(Excerpts from point annotation data)
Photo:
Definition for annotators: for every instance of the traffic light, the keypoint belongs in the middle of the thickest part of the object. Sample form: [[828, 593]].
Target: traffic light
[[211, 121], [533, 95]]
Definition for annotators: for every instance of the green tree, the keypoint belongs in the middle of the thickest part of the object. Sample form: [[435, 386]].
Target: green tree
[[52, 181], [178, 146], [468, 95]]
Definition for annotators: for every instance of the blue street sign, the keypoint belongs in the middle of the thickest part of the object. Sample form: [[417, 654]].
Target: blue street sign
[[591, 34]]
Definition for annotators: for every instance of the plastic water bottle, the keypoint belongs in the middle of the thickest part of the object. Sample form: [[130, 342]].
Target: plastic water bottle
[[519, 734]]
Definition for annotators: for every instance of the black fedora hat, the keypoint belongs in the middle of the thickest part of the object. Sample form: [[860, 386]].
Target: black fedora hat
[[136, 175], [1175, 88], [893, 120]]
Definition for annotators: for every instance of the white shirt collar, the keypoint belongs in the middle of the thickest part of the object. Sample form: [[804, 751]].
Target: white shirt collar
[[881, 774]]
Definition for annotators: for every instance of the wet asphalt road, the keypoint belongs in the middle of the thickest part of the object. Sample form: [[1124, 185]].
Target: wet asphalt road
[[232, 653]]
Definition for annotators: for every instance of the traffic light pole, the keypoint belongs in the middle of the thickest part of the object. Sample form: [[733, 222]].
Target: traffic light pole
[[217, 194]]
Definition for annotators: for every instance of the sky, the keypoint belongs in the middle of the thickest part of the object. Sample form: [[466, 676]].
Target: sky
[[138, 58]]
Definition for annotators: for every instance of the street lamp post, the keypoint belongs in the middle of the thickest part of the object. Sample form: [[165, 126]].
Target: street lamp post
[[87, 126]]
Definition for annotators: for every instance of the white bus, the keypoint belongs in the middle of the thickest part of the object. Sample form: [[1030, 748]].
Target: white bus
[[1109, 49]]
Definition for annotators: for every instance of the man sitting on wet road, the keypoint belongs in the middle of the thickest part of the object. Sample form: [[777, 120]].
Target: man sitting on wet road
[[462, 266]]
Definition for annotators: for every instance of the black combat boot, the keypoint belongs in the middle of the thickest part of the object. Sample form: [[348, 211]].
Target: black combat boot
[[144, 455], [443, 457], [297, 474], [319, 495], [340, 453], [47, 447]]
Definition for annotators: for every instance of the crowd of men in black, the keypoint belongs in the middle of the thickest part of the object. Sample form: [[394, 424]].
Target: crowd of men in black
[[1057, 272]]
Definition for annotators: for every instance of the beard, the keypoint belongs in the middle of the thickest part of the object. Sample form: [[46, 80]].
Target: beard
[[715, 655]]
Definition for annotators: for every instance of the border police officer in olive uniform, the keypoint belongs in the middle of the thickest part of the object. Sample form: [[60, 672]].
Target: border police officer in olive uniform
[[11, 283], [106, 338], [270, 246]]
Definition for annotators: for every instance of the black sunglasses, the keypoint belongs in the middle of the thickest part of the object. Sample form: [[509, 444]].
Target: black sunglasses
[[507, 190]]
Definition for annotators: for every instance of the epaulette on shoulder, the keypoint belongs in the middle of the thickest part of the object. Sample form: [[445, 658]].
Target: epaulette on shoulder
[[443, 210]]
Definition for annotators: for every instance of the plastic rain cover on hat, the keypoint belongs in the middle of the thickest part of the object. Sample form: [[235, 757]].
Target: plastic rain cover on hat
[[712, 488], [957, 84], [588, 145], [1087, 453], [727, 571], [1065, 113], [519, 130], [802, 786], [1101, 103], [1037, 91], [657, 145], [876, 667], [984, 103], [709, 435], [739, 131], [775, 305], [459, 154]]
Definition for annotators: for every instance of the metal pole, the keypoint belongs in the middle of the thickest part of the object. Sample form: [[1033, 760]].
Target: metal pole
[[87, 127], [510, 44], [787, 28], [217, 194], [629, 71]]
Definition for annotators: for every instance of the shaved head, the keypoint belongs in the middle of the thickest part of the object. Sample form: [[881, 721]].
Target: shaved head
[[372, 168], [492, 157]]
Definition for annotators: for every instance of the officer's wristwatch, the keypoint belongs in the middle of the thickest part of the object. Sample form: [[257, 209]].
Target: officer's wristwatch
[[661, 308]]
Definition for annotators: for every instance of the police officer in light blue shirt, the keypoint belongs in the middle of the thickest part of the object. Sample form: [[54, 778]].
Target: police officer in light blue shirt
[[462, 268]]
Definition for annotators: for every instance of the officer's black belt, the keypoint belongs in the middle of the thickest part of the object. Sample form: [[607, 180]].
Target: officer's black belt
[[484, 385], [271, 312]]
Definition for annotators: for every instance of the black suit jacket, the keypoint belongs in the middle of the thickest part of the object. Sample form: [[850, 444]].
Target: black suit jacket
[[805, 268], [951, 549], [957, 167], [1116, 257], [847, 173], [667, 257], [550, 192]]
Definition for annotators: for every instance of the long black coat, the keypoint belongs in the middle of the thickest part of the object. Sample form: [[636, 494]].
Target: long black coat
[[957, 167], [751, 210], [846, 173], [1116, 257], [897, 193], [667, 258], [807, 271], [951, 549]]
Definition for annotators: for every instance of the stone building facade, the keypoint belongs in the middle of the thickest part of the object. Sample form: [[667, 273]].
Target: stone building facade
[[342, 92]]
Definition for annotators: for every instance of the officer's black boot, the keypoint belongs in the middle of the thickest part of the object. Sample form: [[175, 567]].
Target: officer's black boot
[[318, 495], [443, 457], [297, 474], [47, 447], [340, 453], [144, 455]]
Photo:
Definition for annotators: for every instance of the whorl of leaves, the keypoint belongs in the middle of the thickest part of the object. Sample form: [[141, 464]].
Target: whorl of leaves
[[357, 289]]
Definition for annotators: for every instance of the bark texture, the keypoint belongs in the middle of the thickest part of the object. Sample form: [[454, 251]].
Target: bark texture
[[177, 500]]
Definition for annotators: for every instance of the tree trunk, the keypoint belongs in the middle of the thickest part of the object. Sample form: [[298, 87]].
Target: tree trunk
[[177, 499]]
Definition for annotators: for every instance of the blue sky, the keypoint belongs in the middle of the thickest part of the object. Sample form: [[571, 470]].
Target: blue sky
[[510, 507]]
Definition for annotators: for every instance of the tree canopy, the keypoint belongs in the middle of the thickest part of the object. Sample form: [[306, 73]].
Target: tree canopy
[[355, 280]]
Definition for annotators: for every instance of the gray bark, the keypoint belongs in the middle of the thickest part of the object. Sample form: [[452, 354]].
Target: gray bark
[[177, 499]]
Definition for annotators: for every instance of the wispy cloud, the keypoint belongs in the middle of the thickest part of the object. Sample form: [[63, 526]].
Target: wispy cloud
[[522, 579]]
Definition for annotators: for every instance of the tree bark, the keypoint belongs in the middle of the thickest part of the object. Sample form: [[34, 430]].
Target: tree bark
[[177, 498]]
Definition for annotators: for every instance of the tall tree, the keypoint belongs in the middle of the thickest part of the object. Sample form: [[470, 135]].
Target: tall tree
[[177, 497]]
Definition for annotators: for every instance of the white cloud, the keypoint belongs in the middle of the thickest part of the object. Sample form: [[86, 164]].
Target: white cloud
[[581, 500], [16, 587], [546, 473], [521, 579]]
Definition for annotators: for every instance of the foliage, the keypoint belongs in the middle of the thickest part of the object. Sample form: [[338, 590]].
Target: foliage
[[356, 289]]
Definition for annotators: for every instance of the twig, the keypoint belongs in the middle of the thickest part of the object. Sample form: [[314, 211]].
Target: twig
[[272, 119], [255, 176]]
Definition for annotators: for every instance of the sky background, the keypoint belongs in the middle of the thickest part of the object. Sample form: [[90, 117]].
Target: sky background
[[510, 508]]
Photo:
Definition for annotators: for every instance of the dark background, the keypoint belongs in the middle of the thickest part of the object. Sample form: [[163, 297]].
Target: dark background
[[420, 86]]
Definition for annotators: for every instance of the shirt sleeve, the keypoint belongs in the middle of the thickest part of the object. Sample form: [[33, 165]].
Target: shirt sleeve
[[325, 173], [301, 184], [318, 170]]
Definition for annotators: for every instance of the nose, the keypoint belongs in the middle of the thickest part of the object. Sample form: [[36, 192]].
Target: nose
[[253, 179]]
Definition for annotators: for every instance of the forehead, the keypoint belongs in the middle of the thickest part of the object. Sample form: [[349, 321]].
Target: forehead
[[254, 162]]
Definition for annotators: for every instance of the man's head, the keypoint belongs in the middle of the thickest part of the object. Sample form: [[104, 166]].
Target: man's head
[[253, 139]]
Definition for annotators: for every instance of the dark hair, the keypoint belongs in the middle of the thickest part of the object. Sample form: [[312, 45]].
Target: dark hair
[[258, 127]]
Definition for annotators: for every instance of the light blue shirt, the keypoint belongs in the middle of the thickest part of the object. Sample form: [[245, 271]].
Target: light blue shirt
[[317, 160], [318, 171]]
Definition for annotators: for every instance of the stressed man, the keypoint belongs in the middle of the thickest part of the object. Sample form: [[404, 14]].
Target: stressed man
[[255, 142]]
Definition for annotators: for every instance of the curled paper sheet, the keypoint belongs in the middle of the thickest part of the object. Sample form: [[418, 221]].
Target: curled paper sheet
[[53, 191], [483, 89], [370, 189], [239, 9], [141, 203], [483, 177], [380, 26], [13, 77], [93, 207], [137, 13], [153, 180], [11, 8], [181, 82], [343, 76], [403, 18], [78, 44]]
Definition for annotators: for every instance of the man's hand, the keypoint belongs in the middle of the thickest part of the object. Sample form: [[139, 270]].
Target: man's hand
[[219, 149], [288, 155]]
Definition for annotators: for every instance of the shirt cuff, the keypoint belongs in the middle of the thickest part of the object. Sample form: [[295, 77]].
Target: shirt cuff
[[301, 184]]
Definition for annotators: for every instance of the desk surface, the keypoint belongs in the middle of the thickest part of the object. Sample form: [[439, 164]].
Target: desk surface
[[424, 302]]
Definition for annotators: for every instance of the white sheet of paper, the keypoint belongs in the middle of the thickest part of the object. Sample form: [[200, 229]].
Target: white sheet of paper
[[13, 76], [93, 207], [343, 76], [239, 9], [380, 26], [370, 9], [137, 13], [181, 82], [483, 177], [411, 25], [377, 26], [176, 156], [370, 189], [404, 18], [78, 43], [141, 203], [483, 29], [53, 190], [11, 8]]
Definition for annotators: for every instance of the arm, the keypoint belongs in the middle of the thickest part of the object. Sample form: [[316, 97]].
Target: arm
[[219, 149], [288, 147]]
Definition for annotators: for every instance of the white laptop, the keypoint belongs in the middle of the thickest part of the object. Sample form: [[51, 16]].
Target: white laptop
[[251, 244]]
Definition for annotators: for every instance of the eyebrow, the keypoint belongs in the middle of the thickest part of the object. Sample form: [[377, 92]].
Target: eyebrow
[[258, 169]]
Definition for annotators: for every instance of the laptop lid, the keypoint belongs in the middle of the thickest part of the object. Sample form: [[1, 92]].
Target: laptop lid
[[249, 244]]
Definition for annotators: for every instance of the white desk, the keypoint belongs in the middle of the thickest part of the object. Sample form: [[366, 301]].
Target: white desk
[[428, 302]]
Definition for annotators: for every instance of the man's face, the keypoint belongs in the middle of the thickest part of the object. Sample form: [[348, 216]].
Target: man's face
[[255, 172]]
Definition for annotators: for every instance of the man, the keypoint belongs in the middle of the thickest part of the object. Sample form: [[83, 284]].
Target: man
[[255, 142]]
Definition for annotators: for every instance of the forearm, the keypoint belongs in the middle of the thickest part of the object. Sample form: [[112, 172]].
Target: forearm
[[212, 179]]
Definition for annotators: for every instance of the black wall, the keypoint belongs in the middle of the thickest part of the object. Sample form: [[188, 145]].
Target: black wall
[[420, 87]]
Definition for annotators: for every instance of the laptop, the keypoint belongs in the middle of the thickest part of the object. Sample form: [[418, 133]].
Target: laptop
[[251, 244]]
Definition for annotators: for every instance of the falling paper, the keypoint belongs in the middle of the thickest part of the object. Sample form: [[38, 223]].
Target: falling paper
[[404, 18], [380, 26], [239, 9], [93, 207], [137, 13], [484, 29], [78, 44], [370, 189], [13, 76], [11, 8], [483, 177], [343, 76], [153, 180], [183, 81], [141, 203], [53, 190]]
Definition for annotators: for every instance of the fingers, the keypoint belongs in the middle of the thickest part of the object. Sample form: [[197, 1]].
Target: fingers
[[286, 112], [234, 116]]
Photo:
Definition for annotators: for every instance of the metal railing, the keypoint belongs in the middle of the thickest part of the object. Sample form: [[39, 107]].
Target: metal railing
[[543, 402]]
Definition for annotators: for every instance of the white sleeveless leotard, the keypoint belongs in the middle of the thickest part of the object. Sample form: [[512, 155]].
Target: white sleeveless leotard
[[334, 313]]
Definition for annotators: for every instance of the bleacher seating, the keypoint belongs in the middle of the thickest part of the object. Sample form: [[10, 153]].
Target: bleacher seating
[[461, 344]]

▸ **STATED GOAL**:
Recast the lines of the records starting at the line containing "Definition for annotators: for every instance of the beard, the" and ending at the line containing "[[715, 655]]" as a JSON list of strings, one string per line, with blank lines omitted.

▸ **WRITTEN SOLUTION**:
[
  "Definition for annotators: for every instance of the beard, the keypoint belongs in the middle of the thickest part of the object. Sample form: [[46, 80]].",
  "Target: beard",
  "[[715, 655]]"
]